Data lines
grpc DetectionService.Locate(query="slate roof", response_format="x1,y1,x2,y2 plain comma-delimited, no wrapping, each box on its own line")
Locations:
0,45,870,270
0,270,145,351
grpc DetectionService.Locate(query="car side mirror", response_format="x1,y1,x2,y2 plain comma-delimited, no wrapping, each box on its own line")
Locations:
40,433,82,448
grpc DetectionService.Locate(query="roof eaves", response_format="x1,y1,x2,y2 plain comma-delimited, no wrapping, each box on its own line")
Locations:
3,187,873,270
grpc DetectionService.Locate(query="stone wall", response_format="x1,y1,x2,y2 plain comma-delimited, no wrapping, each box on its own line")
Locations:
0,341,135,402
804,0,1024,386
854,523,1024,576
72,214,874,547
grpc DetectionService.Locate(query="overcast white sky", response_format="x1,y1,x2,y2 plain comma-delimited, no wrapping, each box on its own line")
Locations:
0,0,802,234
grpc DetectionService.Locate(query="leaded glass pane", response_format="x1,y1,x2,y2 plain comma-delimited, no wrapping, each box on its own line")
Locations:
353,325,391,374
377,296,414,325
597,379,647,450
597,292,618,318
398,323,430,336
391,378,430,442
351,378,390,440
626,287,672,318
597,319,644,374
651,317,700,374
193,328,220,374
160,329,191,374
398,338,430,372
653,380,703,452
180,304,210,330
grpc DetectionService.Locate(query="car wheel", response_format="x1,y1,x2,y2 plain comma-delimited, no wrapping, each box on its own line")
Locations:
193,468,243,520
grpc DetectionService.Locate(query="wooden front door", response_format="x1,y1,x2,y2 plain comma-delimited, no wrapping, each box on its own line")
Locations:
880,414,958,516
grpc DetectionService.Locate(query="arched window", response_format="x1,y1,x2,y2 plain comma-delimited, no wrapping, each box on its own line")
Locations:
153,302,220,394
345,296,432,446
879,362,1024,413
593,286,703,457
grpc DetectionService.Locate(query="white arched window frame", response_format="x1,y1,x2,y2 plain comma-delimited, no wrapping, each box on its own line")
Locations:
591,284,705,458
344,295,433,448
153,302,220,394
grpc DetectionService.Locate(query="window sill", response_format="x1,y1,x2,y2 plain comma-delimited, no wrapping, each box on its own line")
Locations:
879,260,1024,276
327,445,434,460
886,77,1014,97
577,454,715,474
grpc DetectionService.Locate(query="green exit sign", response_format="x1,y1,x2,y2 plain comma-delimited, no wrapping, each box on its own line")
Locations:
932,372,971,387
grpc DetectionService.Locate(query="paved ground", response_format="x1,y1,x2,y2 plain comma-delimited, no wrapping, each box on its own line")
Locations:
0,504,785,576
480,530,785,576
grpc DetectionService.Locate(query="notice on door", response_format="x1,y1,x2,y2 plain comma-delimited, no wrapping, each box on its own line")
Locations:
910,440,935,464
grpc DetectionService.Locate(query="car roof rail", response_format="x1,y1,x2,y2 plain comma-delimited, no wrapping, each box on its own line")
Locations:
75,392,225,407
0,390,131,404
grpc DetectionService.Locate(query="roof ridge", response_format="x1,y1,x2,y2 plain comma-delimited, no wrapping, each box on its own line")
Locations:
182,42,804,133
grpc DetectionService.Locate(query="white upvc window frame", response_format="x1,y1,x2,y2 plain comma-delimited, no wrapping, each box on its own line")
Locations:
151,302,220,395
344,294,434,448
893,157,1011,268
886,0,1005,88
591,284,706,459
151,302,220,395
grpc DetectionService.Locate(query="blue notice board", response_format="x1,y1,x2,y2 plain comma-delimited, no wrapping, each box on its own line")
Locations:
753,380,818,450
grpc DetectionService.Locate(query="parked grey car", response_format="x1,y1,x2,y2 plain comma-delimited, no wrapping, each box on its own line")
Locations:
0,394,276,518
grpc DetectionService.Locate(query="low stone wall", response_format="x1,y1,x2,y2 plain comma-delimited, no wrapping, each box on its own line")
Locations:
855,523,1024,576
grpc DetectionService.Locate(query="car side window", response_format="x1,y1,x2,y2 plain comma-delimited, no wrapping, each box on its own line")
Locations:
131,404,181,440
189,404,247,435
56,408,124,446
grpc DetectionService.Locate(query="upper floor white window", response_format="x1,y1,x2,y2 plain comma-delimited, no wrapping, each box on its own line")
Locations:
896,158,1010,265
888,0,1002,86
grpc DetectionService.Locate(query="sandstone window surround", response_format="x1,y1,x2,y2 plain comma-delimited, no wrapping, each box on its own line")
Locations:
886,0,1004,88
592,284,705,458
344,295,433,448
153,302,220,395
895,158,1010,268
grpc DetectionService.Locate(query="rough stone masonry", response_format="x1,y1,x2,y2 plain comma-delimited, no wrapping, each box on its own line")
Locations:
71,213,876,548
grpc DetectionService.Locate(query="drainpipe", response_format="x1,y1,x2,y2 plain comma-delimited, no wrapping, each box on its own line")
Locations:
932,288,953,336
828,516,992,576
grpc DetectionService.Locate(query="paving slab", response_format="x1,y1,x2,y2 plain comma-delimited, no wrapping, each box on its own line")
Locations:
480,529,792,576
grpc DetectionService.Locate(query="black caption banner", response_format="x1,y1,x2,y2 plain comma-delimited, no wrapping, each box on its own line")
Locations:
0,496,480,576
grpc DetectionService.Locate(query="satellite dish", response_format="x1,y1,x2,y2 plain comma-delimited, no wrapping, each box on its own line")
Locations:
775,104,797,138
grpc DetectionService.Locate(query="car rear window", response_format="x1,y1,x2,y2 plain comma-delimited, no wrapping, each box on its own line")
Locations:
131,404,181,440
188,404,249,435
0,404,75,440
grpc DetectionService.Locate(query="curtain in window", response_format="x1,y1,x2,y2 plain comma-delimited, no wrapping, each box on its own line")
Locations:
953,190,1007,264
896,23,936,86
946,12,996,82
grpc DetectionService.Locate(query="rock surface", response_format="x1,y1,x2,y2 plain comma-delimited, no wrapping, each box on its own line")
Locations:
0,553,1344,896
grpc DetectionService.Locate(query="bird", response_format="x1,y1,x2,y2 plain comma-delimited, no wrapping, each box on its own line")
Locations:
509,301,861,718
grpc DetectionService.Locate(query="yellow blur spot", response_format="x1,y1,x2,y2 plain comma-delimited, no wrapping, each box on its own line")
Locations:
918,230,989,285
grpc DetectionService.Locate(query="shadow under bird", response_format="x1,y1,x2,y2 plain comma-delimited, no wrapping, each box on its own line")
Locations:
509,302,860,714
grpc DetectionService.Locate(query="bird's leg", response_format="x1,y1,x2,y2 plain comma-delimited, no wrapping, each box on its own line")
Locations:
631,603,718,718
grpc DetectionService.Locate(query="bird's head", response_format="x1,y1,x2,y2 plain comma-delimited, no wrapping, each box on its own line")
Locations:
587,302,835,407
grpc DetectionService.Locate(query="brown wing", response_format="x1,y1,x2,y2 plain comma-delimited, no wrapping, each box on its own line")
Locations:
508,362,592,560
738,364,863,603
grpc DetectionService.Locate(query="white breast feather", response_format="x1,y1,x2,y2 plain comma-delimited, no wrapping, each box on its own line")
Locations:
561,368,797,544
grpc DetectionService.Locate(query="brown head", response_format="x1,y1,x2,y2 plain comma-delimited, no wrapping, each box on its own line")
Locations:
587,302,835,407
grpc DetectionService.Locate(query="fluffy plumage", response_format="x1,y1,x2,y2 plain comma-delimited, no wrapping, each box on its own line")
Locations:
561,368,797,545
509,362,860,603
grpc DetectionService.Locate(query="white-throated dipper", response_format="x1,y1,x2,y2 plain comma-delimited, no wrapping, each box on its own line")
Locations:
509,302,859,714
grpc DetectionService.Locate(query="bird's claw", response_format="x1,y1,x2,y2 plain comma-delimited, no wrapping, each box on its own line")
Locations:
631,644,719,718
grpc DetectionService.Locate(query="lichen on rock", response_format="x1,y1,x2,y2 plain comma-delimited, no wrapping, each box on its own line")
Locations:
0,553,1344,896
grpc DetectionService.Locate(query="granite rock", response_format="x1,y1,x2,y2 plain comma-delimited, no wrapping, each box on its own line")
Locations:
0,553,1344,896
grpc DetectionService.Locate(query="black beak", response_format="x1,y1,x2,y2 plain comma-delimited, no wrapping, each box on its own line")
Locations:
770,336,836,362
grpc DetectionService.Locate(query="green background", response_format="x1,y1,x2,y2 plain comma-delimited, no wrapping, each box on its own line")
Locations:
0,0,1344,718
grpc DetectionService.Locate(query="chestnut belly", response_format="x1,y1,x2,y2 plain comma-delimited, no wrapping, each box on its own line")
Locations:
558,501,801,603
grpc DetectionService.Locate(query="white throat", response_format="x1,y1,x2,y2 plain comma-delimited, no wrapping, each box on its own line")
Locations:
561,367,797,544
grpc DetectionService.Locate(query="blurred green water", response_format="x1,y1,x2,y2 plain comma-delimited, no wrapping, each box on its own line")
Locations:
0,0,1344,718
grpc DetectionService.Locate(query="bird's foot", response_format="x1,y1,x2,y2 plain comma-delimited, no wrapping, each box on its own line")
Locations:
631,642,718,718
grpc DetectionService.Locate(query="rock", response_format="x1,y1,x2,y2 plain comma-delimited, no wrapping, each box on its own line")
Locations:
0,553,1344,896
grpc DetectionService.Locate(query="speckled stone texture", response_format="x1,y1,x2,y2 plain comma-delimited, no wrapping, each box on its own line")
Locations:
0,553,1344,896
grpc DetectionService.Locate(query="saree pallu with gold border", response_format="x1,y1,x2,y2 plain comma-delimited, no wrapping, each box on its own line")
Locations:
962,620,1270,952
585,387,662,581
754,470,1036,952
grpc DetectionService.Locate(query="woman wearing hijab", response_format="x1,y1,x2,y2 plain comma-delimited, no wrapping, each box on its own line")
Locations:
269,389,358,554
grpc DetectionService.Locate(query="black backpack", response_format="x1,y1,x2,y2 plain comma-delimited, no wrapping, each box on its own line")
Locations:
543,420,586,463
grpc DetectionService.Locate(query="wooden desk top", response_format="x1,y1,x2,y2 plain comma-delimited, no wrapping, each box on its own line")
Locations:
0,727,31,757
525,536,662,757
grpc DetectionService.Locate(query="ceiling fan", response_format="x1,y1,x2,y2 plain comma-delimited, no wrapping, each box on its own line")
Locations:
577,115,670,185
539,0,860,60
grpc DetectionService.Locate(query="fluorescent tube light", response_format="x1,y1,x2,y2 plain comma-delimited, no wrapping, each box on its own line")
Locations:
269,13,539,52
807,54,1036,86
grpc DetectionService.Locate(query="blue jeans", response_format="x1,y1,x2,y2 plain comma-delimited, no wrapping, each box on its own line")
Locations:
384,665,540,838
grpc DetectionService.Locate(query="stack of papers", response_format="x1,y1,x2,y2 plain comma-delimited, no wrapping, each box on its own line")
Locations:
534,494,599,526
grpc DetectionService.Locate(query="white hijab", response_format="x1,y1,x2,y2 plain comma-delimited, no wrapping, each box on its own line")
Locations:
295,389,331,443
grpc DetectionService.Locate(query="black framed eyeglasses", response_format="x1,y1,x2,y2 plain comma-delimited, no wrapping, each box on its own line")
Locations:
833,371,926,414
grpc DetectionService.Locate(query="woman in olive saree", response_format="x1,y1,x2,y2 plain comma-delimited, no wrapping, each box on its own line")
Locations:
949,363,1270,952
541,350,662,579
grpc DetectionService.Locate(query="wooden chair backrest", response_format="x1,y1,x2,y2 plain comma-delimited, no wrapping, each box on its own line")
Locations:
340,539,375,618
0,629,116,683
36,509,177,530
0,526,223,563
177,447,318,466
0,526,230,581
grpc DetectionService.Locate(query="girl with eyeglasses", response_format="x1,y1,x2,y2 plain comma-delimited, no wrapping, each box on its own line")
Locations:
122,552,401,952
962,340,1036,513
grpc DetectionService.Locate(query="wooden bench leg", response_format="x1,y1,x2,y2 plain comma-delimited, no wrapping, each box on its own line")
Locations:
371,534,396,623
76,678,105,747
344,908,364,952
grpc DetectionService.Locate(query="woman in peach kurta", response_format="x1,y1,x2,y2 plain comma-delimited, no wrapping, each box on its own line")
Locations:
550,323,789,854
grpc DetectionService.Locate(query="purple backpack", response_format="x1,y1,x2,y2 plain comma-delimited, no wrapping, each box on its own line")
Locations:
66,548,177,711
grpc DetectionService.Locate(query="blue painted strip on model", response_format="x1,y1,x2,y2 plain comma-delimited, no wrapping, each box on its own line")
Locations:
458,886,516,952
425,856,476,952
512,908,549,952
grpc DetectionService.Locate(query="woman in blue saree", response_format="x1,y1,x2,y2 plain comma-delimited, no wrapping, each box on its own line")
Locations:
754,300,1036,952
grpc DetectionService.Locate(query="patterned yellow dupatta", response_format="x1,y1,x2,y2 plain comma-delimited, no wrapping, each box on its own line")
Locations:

__What the exercise asks__. Rewrite the material as a numbered list, leaving out any blank lines, starting from the very beginning and going on through the line with "40,433,82,448".

__Task response__.
1. grpc DetectionService.Locate(query="slate roof", response_format="x1,y1,x2,y2 plain comma-delimited, no wrapping, each box on its own line")
2. Locations:
3. 0,45,870,270
4. 0,270,145,351
5. grpc DetectionService.Locate(query="car side mirror", response_format="x1,y1,x2,y2 plain comma-delimited, no wrapping, each box on its own line")
6. Locations:
7. 40,433,82,448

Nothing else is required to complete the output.